Your goal. Copy each of the records below word for word, line by line.

Data for this exercise.
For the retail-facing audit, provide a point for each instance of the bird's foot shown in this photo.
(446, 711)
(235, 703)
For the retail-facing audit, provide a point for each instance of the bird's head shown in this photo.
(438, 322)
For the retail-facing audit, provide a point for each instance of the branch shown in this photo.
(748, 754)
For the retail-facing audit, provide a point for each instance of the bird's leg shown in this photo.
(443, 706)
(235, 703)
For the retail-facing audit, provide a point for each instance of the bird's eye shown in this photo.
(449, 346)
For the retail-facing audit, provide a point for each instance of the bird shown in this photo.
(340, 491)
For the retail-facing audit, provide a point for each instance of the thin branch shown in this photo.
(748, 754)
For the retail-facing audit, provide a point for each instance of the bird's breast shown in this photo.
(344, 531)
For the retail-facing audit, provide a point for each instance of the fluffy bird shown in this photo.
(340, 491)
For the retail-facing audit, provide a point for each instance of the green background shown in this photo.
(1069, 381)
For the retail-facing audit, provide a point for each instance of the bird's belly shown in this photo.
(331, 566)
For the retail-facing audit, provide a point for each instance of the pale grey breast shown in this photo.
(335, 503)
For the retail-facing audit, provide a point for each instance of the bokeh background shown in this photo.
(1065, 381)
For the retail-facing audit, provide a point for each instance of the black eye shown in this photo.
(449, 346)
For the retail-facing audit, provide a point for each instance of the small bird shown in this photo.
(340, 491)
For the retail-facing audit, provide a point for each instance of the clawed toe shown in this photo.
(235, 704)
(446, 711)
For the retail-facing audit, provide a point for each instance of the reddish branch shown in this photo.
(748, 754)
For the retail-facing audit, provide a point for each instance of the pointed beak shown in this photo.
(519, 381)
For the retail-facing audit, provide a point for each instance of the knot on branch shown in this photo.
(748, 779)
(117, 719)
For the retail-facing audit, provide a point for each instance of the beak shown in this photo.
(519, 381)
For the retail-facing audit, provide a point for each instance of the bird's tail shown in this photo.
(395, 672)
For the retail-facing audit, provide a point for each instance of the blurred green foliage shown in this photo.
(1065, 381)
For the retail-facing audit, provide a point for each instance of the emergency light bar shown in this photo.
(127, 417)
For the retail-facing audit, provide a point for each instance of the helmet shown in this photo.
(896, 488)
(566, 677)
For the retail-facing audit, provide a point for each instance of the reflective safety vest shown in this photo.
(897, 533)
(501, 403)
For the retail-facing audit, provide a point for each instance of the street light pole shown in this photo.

Written response.
For the retail-facing audit, provide a point for each instance of the bird's foot shown in this photo.
(446, 711)
(235, 703)
For the retail-facing audit, provide a point for each instance of the bird's head shown in this photo.
(438, 322)
For the retail-facing audit, provide a point for each instance of the branch shown in this photo.
(748, 754)
For the retail-facing audit, provide a point for each instance of the bird's leg shown in this photo.
(443, 706)
(235, 703)
For the retail-facing audit, provide a point for each instance of the bird's eye shown in this photo.
(449, 346)
For the retail-facing audit, provide a point for each instance of the bird shown in this photo.
(340, 491)
For the retail-facing audit, provide a point for each instance of the thin branch shown in this photo.
(748, 754)
For the retail-facing audit, provide a point for each instance of the bird's breast shown in this photo.
(344, 531)
For the retail-facing audit, provide a point for each instance of the fluffy bird shown in this photo.
(340, 491)
For the retail-facing audit, provide a point for each instance of the green background shown in this photo.
(1069, 381)
For the retail-facing audit, provide a point for each instance of the bird's belly shown in this photo.
(331, 566)
For the retail-facing audit, provide a point for each instance of the pale grey breast shown in this photo.
(335, 503)
For the retail-facing audit, provide a point for each instance of the bokeh background shown in this photo.
(1065, 381)
For the retail-facing audit, provide a point for each instance of the black eye shown in this photo.
(449, 346)
For the retail-facing audit, provide a point for each instance of the small bird shown in this photo.
(340, 491)
For the retail-facing audit, provide a point for each instance of the clawed toe shown in this photo.
(235, 704)
(446, 711)
For the retail-facing audit, provide a point for each instance of the reddish branch shown in this photo.
(748, 754)
For the retail-facing audit, provide a point for each instance of the pointed beak shown in this photo.
(519, 381)
For the retail-facing audit, provide a point for each instance of the knot on branch shown in this photo.
(748, 779)
(117, 719)
For the retail-facing audit, provide a point for each instance of the beak shown in this photo.
(519, 381)
For the retail-facing audit, provide a point for each instance of the bird's tail shown in this photo.
(395, 672)
For the retail-facing audit, provide a point for each instance of the blurred green foliage shown in this photo.
(1065, 381)
For the retail-facing audit, provide a point for each instance of the emergency light bar shown in this photo.
(127, 417)
For the retail-facing audit, provide a point for each instance of the helmet shown in this photo.
(896, 488)
(566, 677)
For the retail-facing audit, provide a point for each instance of the reflective safety vest shown in this photo.
(897, 533)
(501, 403)
For the retail-facing audit, provide a point for each instance of the street light pole shown in this photo.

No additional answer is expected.